● TASK: Copy out the data exactly, leaving the pictures behind.

>> Begin TASK INPUT

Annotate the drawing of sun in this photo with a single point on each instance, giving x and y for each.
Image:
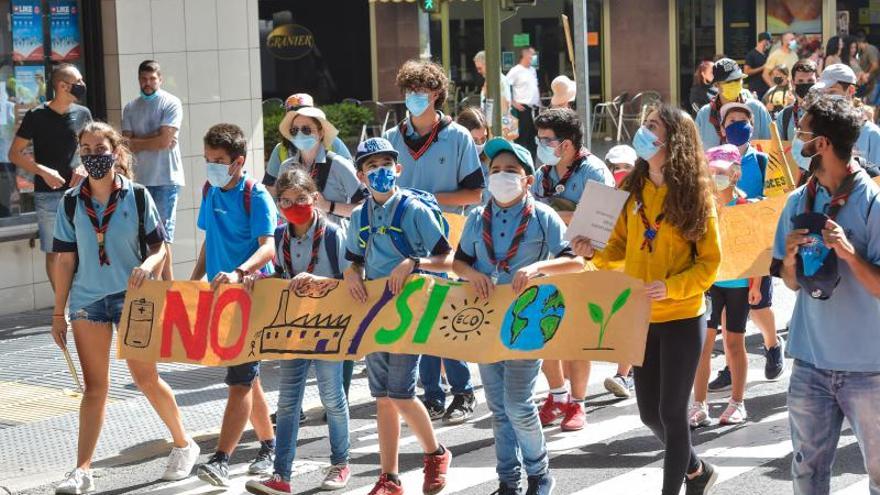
(466, 320)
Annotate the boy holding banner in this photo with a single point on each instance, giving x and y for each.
(512, 240)
(374, 248)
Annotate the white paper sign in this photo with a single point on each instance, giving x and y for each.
(596, 213)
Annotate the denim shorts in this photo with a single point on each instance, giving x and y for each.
(392, 375)
(165, 198)
(46, 208)
(105, 310)
(242, 374)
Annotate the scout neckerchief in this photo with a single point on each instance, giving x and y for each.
(419, 146)
(316, 244)
(838, 199)
(518, 235)
(100, 227)
(547, 188)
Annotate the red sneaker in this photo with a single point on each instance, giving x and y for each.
(386, 487)
(435, 470)
(551, 410)
(575, 417)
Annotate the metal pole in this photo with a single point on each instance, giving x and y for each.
(582, 67)
(492, 42)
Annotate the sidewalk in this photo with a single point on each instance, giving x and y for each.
(38, 419)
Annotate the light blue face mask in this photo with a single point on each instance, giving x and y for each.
(218, 174)
(417, 103)
(303, 142)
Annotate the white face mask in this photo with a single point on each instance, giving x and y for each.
(505, 186)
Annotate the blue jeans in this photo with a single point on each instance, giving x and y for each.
(457, 372)
(292, 385)
(818, 401)
(519, 441)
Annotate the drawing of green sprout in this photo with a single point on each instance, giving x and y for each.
(598, 316)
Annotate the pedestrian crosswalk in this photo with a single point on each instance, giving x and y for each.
(614, 454)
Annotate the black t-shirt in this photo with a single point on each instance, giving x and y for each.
(54, 137)
(755, 59)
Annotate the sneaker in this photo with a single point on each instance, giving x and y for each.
(337, 477)
(264, 462)
(774, 365)
(734, 414)
(436, 467)
(722, 382)
(181, 461)
(619, 385)
(435, 409)
(461, 409)
(215, 471)
(698, 415)
(386, 487)
(551, 410)
(702, 483)
(77, 481)
(541, 485)
(575, 417)
(269, 486)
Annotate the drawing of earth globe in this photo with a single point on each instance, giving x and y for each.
(533, 318)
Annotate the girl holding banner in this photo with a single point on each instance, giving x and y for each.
(667, 235)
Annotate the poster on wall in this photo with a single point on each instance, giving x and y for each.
(27, 31)
(64, 29)
(798, 16)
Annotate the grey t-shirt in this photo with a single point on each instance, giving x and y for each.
(144, 117)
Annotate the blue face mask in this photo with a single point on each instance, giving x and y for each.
(303, 142)
(382, 179)
(643, 142)
(218, 174)
(738, 133)
(417, 103)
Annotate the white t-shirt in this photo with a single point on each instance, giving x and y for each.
(524, 81)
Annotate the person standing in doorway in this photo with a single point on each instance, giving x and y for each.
(53, 128)
(151, 123)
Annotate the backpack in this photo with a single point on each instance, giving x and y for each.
(398, 238)
(140, 192)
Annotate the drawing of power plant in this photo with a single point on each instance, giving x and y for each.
(307, 334)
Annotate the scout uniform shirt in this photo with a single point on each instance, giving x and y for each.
(92, 280)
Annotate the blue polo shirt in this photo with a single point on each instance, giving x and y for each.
(380, 256)
(231, 235)
(450, 163)
(840, 333)
(709, 135)
(543, 239)
(93, 281)
(588, 168)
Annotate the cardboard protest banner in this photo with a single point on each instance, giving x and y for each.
(589, 316)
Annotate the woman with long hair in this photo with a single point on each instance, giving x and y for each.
(667, 236)
(103, 252)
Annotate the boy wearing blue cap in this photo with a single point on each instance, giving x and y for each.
(512, 240)
(393, 234)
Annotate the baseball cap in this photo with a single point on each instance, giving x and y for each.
(726, 70)
(373, 146)
(834, 74)
(817, 270)
(497, 145)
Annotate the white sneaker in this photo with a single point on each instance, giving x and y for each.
(698, 415)
(734, 414)
(78, 481)
(181, 461)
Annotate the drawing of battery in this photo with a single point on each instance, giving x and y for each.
(140, 323)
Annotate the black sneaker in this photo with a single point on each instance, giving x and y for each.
(722, 382)
(215, 471)
(774, 366)
(703, 483)
(461, 409)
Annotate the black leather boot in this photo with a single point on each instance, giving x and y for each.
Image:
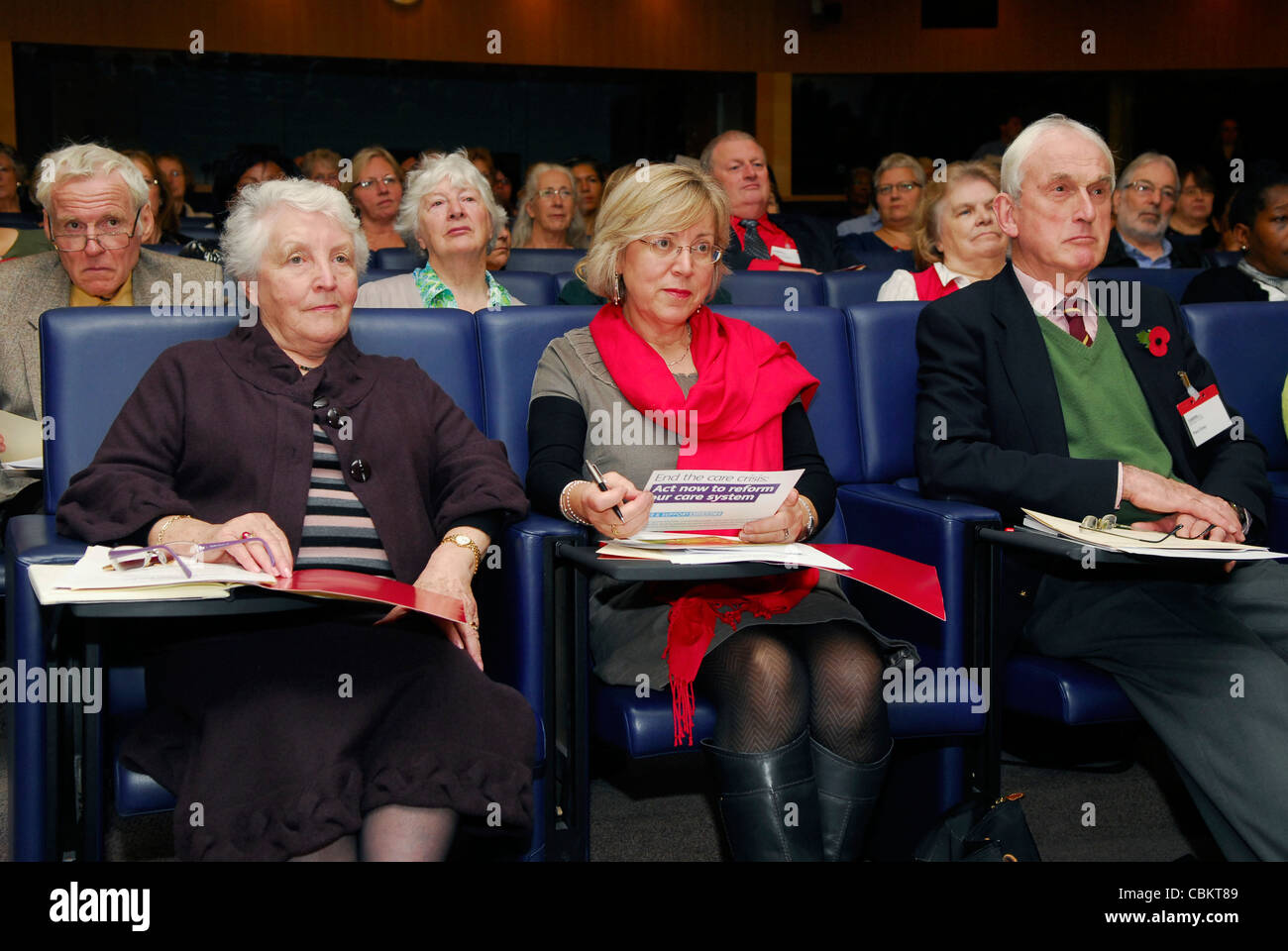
(768, 803)
(846, 795)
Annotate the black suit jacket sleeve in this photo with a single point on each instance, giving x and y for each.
(988, 393)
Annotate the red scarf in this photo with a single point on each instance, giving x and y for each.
(746, 379)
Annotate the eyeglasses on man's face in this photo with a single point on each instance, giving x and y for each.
(901, 185)
(387, 182)
(702, 252)
(1149, 189)
(108, 235)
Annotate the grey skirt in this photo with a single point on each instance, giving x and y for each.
(627, 628)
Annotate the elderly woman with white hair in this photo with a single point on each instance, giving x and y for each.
(549, 214)
(793, 668)
(957, 240)
(235, 445)
(450, 211)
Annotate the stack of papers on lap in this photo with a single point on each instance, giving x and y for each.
(1141, 543)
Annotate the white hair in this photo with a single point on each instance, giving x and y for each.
(246, 232)
(459, 171)
(88, 161)
(1018, 153)
(1145, 158)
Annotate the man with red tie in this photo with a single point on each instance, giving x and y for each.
(760, 241)
(1030, 396)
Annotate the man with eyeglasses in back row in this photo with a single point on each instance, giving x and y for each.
(1144, 202)
(97, 213)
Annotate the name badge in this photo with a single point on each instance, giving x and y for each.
(1205, 415)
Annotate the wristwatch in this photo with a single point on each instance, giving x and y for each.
(463, 540)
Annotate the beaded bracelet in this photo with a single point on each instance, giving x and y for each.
(566, 502)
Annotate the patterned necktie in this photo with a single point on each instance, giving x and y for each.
(751, 243)
(1077, 330)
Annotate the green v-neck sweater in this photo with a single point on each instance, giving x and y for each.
(1106, 415)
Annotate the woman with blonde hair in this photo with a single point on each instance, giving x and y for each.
(956, 240)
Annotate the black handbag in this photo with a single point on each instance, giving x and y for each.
(978, 831)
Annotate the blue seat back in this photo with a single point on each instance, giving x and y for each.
(1247, 346)
(510, 344)
(884, 351)
(774, 289)
(91, 359)
(400, 260)
(552, 261)
(844, 289)
(377, 274)
(533, 287)
(1171, 279)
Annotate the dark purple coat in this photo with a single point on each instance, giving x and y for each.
(219, 428)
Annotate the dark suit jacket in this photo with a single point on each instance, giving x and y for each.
(814, 241)
(1184, 254)
(984, 370)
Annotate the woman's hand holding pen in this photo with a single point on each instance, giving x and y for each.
(596, 506)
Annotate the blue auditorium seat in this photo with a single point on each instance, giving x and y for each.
(1171, 279)
(790, 289)
(844, 289)
(1247, 346)
(552, 261)
(91, 360)
(533, 287)
(931, 775)
(943, 532)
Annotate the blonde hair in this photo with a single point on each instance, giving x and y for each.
(657, 198)
(360, 162)
(928, 221)
(520, 232)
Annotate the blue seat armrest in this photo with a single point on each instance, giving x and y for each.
(37, 540)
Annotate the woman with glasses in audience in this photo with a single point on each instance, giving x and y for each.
(900, 184)
(282, 446)
(450, 211)
(957, 239)
(549, 215)
(1258, 219)
(794, 669)
(376, 193)
(16, 243)
(165, 213)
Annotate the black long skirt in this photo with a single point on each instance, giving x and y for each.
(278, 742)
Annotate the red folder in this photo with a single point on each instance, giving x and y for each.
(326, 582)
(910, 581)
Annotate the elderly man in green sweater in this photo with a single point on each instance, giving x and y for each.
(1043, 397)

>> End TASK INPUT

● COMPLETE RESPONSE:
Annotate the drawing of sun in this photo with a single point on each instance, giving x and y for each.
Image:
(466, 320)
Annotate the boy holding banner in this photo with a single point on each instance, giving x and y for each.
(512, 240)
(374, 248)
Annotate the white paper sign in this photo with a single point on each instance, giving x and y for each.
(596, 213)
Annotate the denim shorts in this photo with a single point on each instance, giving x and y for each.
(392, 375)
(165, 198)
(46, 208)
(105, 310)
(242, 374)
Annotate the scout neckerchief in this photo with a single point on each instance, giving x and y for each.
(419, 146)
(316, 244)
(838, 199)
(518, 235)
(100, 227)
(547, 188)
Annotate the red sneaker in this photo with a single point on each instance, giving x and y for each.
(386, 487)
(435, 470)
(551, 410)
(575, 417)
Annotate the metal pole in this photo with a single point on each instance, giving x and y for each.
(582, 67)
(492, 42)
Annotate the sidewalk in this photo with a single point on each instance, giving x and y for each.
(38, 419)
Annotate the light blue face mask in this photo with a single point on each instance, giving x and y for each.
(218, 174)
(417, 103)
(303, 142)
Annotate the white face mask in this photo with a single point on each instance, giving x and y for each.
(505, 186)
Annotate the blue jeans in this photo with a single point on each instance, giving x and y for each.
(457, 372)
(292, 385)
(818, 401)
(519, 441)
Annotate the drawing of green sprout in this photo with a single point on each instance, giving x and y for each.
(598, 316)
Annotate the pedestrian crosswalk in this photo with a single point on each instance, giving x and y for each.
(614, 454)
Annotate the black t-shirt in this photo with a single point on each instance, giving x and y for each.
(54, 137)
(755, 59)
Annotate the sneaker in this photo with a single point on each instance, giving x and y for each.
(337, 477)
(264, 462)
(774, 365)
(734, 414)
(436, 467)
(722, 382)
(181, 461)
(619, 385)
(435, 409)
(461, 409)
(215, 471)
(698, 415)
(386, 487)
(551, 410)
(702, 483)
(77, 481)
(541, 485)
(575, 417)
(269, 486)
Annotate the drawing of earth globe in this photo with a single point on each instance, giving x and y for each.
(533, 318)
Annotate the girl holding banner in this photo with a single point on each instance, giving x and y for each.
(667, 235)
Annotate the poster on wall in this photo with a single point on each instance, giving x and y for each.
(27, 31)
(64, 29)
(798, 16)
Annotate the grey t-shirt in this photo with a single point on each instance, giving x and y for each.
(144, 117)
Annotate the blue face mask in this photo with a single point on each instance, giving x and y for each.
(303, 142)
(382, 179)
(643, 142)
(218, 174)
(738, 133)
(417, 103)
Annotate the white t-shirt in this photo with a single point on each instance, giving x and y for each.
(524, 81)
Annotate the person standing in doorway in this photo with a single point on each instance, giving x and y for each.
(53, 128)
(151, 123)
Annotate the backpack in this photo with a single point on each instance, giving x and y for each.
(398, 238)
(140, 192)
Annotate the drawing of power plant in this photo with a single point on each instance, giving x and y for each.
(307, 334)
Annotate the scout uniform shirt in this photo with a single point on each instance, giving x and y for each.
(92, 280)
Annotate the blue polo shirt in this photo with a single point on each instance, giving x and y for each.
(380, 256)
(231, 235)
(450, 163)
(840, 333)
(709, 135)
(543, 239)
(93, 281)
(588, 168)
Annotate the cardboard protest banner in this photo with a single point on each instance, giving x and y for each.
(589, 316)
Annotate the woman with long hair in this photo with a single point on each instance, giving x and y for each.
(667, 236)
(103, 252)
Annotate the boy wearing blue cap in this photo with a single point on each instance, giving x and y for each.
(512, 240)
(393, 234)
Annotate the baseball cap in this photo with a single point on each instance, giving x and y for each.
(726, 70)
(373, 146)
(834, 74)
(817, 270)
(497, 145)
Annotate the white sneaker in this photo with a single point on each instance, giving x and y for each.
(698, 415)
(734, 414)
(78, 481)
(181, 461)
Annotate the drawing of battery in this photo with a single point on each instance, giving x and y for each.
(140, 323)
Annotate the black sneaker in this photo with a single point on each instance, giving x and y for each.
(722, 382)
(215, 471)
(774, 366)
(703, 483)
(461, 409)
Annotate the black leather boot in this photo with a single point on each instance, giving x and y for each.
Image:
(768, 803)
(846, 795)
Annotate the black suit jacket sleeve in this photo with a single point on each instance, giving x and y for each.
(988, 393)
Annotate the red scarf in this photo with a single point on each instance, giving x and y for each.
(746, 379)
Annotate the eyeglasses on man's face in this photo with a single point on each instance, giving x and y for each.
(901, 185)
(387, 182)
(702, 252)
(1149, 189)
(108, 235)
Annotate the grey skirt in this photo with a single point on each instance, giving x and y for each.
(627, 628)
Annotate the elderly woman with white hair in this photo with a single point on each instance, giving x and y for each.
(549, 214)
(793, 668)
(957, 240)
(235, 445)
(450, 211)
Annotate the stack of papers on lap in this photo with a single point on each instance, giving x and y for each.
(1141, 543)
Annotate the white hair in this photo with a single point on each instance, giving x and y for each.
(246, 232)
(459, 171)
(88, 161)
(1018, 153)
(1145, 158)
Annotate the man with red tie in this photo with a single point on each instance, giving x and y for each.
(760, 241)
(1030, 396)
Annotate the man with eyeglasses in back row in this photo with a single point on each instance, giving x and y for each.
(1144, 202)
(97, 213)
Annotate the name badge in this photo with a single point on each instance, giving x and y for each.
(1205, 415)
Annotate the wristwatch in this photo with a single point on each instance, giving x and y for each.
(463, 540)
Annotate the beaded bracelet in this photo with a single point on each instance, giving x and y for each.
(566, 502)
Annotate the patterned necktie in this photo with a single point on each instance, giving x and y for each.
(751, 243)
(1077, 330)
Annotate the green v-neck sweater in this photo with a single point on each instance, giving x and y for each.
(1106, 415)
Annotate the woman with blonde hair in this photo with a single point on each instance, giving x and y for each.
(956, 240)
Annotate the black handbag in this photo with a single point on each instance, giving x and y for each.
(978, 831)
Annotate the blue seat back in this photo with a single point on each instance, giving x and y for each.
(1247, 346)
(510, 344)
(884, 351)
(774, 289)
(91, 359)
(400, 260)
(552, 261)
(844, 289)
(377, 274)
(533, 287)
(1171, 279)
Annotate the dark purple coat in this photo with a single point on each instance, giving x and y for each.
(219, 428)
Annotate the dark suit jacket in this photo with a single point on each instance, giving x and y for each.
(814, 241)
(1184, 254)
(984, 370)
Annotate the woman's hand holding pen in this photo with a single point on each instance, giving x and y for each.
(596, 506)
Annotate the blue auditorium seat in this photo with a single point on each instance, giving x and y for each.
(1171, 279)
(790, 289)
(844, 289)
(1247, 346)
(552, 261)
(91, 360)
(533, 287)
(931, 775)
(943, 532)
Annotate the blonde hair in this photo with a single point on each instance, giving x and y for each.
(657, 198)
(360, 162)
(928, 221)
(520, 232)
Annotate the blue seat armrest in this photo with a single point on each instance, giving x and y for each.
(37, 540)
Annotate the woman with glasses in audience in this photo with a single point on each instance, giving x and y for each.
(900, 184)
(282, 446)
(450, 211)
(957, 239)
(549, 215)
(1258, 219)
(794, 669)
(376, 193)
(16, 243)
(165, 213)
Annotate the black long skirt in this photo with a single point on each instance, giving x and y for each.
(278, 742)
Annotate the red folder in this photo with a single point on each instance, giving x and y for each.
(326, 582)
(910, 581)
Annotate the elderly man in green sweater in this photo with a single point on each instance, giving x and y for each.
(1043, 397)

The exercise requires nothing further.